Pourquoi Donald Trump remet l'annexion du Groenland sur la table
LE MONDE QUI BOUGE. Le fils ainé de Donald Trump s’est rendu au Groenland mardi, alors que son père réaffirme vouloir prendre le contrôle du territoire.
Une visite privée ultra médiatisée. Des dizaines de journalistes attendaient Donald Trump Junior à sa descente du Boeing familial, à Nuuk. Le fils du 47eme président américain s’est refusé à tout commentaire sur les velléités d’annexion du Groenland formulées par son père. Officiellement, il était venu pour produire du contenu pour un podcast. Mais dans le clan Trump, la frontière entre affaires et politique est souvent floue.
La simple coïncidence parait peu probable quand, dans le même temps, Donald Trump persiste et signe. Il veut s’emparer du vaste territoire arctique, par la force s’il le faut. Il invoque une "nécessité absolue" pour "des raisons de sécurité nationale". Le Groenland c’est trois fois la taille du Texas et 57.000 habitants qui, selon lui, seraient ravis de devenir américains.
"Le Groenland est un endroit incroyable, et ses habitants bénéficieraient énormément du fait d'intégrer notre nation. Nous les protégerons d’un monde extérieur très vicieux. Redonnons au Groenland sa grandeur!".
Ce n’est pas la première fois que Donald Trump prône l’annexion. Il avait fait des déclarations similaires lors de son premier mandat, pour les mêmes raisons qu’aujourd’hui.
Un intérêt stratégique
Le Groenland dispose de vastes ressources en minéraux: uranium, zinc, cuivre, plomb, diamants. Il est également riche en réserves de terres rares, essentielles à la production de voitures électriques et de smartphones.

→ **À VOUS**: Recopiez mot pour mot l'intégralité du texte ci-dessus sur la volonté de Donald Trump d'annexer le Groenland.

→ **DONNÉES FOURNIES**:
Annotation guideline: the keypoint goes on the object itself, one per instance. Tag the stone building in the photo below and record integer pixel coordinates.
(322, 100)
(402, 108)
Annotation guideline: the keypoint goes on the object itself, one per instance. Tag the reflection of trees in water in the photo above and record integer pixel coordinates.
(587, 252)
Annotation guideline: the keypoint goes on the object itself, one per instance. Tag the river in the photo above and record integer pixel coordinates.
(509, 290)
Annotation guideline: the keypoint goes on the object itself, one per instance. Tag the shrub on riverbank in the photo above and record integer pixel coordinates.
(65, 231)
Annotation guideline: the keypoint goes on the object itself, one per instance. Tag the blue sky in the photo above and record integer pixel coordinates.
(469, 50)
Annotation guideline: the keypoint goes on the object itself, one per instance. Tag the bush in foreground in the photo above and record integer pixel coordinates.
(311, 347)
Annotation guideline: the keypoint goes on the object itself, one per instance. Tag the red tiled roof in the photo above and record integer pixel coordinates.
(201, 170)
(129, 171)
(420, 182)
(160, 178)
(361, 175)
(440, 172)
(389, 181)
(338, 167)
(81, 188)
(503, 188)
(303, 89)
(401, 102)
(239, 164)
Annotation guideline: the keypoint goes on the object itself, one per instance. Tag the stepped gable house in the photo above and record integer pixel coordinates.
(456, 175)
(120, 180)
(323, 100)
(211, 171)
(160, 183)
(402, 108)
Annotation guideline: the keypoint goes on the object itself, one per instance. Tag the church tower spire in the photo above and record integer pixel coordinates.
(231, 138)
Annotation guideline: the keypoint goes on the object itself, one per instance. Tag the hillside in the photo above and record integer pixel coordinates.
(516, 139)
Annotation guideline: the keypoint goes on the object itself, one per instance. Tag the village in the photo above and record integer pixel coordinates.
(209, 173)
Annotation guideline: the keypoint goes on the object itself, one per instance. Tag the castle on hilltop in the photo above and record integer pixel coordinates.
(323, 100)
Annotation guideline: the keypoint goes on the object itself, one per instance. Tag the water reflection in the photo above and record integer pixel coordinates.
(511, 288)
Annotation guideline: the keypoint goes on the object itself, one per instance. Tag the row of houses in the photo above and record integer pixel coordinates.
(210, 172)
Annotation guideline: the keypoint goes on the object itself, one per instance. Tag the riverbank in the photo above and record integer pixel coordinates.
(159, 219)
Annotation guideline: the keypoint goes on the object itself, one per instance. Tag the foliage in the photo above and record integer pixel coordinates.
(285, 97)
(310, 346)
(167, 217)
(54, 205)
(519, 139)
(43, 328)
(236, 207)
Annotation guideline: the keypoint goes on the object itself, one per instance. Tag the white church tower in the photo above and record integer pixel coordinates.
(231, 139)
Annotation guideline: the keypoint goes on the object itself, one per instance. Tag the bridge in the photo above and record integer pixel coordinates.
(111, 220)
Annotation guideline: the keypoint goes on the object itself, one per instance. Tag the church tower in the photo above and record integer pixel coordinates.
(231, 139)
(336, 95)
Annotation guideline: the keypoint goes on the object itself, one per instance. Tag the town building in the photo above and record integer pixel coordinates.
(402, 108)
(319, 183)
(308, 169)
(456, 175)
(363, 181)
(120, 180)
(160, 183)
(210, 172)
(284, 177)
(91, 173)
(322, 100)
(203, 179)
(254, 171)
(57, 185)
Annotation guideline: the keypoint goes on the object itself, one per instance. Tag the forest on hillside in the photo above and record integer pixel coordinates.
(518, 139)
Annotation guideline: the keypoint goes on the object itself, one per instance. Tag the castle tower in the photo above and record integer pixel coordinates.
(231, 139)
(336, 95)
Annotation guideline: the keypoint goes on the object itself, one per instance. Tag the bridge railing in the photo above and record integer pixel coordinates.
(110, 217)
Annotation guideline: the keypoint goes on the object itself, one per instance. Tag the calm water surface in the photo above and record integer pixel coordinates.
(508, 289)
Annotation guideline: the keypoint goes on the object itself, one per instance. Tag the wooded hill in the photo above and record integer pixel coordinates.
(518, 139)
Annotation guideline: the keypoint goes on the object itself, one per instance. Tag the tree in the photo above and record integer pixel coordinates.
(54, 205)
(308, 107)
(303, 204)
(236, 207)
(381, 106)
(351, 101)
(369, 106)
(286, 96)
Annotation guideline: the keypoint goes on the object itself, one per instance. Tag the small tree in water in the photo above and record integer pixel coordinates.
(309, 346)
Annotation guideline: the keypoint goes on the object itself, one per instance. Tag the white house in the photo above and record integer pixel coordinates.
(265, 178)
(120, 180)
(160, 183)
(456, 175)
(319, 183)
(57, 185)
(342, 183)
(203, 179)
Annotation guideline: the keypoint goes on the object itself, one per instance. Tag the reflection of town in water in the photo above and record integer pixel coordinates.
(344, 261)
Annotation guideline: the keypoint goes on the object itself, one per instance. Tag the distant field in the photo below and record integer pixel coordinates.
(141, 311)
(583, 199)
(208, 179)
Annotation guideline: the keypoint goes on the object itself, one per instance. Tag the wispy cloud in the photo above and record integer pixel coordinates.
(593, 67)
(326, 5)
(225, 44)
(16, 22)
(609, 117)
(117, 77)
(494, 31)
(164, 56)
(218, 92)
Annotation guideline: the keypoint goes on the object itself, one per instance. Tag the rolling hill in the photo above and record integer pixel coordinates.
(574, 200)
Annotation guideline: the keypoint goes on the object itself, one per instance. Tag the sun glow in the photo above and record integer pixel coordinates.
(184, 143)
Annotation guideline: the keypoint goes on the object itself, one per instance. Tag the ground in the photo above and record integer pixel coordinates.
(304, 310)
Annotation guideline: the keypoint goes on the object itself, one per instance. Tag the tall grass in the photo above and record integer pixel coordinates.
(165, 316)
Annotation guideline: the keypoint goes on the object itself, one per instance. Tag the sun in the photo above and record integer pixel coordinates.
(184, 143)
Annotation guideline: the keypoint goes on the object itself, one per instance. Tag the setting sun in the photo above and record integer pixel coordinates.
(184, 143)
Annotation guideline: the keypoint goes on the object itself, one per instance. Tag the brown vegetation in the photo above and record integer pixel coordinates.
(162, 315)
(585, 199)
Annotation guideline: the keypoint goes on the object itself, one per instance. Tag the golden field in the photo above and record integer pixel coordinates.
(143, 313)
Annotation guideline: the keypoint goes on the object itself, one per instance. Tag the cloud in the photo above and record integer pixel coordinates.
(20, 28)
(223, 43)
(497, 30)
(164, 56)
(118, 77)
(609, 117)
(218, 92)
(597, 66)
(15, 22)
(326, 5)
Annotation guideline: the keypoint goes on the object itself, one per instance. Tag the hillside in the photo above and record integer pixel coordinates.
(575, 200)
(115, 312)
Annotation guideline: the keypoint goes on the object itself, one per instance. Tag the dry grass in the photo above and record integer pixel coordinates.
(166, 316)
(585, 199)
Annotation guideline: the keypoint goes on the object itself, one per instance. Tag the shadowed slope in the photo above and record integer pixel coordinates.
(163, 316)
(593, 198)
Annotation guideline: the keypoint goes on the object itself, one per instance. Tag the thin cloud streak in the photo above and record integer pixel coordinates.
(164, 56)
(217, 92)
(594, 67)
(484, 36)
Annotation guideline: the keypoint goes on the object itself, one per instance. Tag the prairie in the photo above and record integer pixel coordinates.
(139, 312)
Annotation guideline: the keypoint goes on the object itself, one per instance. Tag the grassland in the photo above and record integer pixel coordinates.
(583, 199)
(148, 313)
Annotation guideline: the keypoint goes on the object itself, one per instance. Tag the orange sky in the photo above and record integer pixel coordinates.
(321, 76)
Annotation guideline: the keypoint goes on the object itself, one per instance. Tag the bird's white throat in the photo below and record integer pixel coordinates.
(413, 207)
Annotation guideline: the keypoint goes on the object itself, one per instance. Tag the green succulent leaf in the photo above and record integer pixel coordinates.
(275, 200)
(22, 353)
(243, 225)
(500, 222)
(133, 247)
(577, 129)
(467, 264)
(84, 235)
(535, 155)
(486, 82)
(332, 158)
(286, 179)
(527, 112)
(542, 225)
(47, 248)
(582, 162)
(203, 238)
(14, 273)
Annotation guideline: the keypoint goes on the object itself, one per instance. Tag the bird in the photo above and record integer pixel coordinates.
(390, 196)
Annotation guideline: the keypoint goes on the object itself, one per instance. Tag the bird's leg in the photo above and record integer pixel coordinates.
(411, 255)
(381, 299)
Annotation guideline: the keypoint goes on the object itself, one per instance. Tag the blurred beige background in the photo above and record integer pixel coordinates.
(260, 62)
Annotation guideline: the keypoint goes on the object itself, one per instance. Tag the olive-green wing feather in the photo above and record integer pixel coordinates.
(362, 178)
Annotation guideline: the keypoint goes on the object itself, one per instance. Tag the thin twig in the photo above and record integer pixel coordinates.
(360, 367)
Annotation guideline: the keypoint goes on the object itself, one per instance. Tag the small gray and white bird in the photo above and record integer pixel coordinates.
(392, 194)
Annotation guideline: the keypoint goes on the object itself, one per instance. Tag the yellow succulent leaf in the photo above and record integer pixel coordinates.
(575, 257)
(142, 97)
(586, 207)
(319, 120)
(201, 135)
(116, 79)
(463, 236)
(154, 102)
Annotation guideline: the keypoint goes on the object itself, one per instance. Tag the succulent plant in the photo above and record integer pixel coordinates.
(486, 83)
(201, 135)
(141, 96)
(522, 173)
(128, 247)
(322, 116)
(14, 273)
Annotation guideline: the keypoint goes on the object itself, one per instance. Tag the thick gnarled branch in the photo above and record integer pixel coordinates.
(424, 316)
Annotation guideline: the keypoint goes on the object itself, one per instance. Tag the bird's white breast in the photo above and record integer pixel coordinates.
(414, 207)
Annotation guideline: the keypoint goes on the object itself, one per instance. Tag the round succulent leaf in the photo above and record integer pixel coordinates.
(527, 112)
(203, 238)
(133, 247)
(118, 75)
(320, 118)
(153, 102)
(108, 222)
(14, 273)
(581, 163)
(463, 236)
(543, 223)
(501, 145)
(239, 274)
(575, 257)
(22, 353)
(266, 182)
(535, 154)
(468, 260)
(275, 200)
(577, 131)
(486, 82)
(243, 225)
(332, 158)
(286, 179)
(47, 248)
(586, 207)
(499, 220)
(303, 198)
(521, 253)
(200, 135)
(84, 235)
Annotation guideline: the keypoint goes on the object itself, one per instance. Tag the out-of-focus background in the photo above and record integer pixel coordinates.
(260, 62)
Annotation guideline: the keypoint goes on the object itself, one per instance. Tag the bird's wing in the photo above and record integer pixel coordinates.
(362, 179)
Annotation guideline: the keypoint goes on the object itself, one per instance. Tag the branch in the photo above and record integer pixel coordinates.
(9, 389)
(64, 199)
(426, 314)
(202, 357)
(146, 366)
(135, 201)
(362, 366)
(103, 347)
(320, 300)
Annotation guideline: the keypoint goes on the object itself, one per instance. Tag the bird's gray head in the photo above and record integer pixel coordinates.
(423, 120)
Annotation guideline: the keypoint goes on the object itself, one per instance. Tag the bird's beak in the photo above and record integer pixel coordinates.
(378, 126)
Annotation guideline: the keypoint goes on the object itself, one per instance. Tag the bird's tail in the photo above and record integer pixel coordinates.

→ **VOTRE SOLUTION**:
Pourquoi Donald Trump remet l'annexion du Groenland sur la table
LE MONDE QUI BOUGE. Le fils ainé de Donald Trump s’est rendu au Groenland mardi, alors que son père réaffirme vouloir prendre le contrôle du territoire.
Une visite privée ultra médiatisée. Des dizaines de journalistes attendaient Donald Trump Junior à sa descente du Boeing familial, à Nuuk. Le fils du 47eme président américain s’est refusé à tout commentaire sur les velléités d’annexion du Groenland formulées par son père. Officiellement, il était venu pour produire du contenu pour un podcast. Mais dans le clan Trump, la frontière entre affaires et politique est souvent floue.
La simple coïncidence parait peu probable quand, dans le même temps, Donald Trump persiste et signe. Il veut s’emparer du vaste territoire arctique, par la force s’il le faut. Il invoque une "nécessité absolue" pour "des raisons de sécurité nationale". Le Groenland c’est trois fois la taille du Texas et 57.000 habitants qui, selon lui, seraient ravis de devenir américains.
"Le Groenland est un endroit incroyable, et ses habitants bénéficieraient énormément du fait d'intégrer notre nation. Nous les protégerons d’un monde extérieur très vicieux. Redonnons au Groenland sa grandeur!".
Ce n’est pas la première fois que Donald Trump prône l’annexion. Il avait fait des déclarations similaires lors de son premier mandat, pour les mêmes raisons qu’aujourd’hui.
Un intérêt stratégique
Le Groenland dispose de vastes ressources en minéraux: uranium, zinc, cuivre, plomb, diamants. Il est également riche en réserves de terres rares, essentielles à la production de voitures électriques et de smartphones.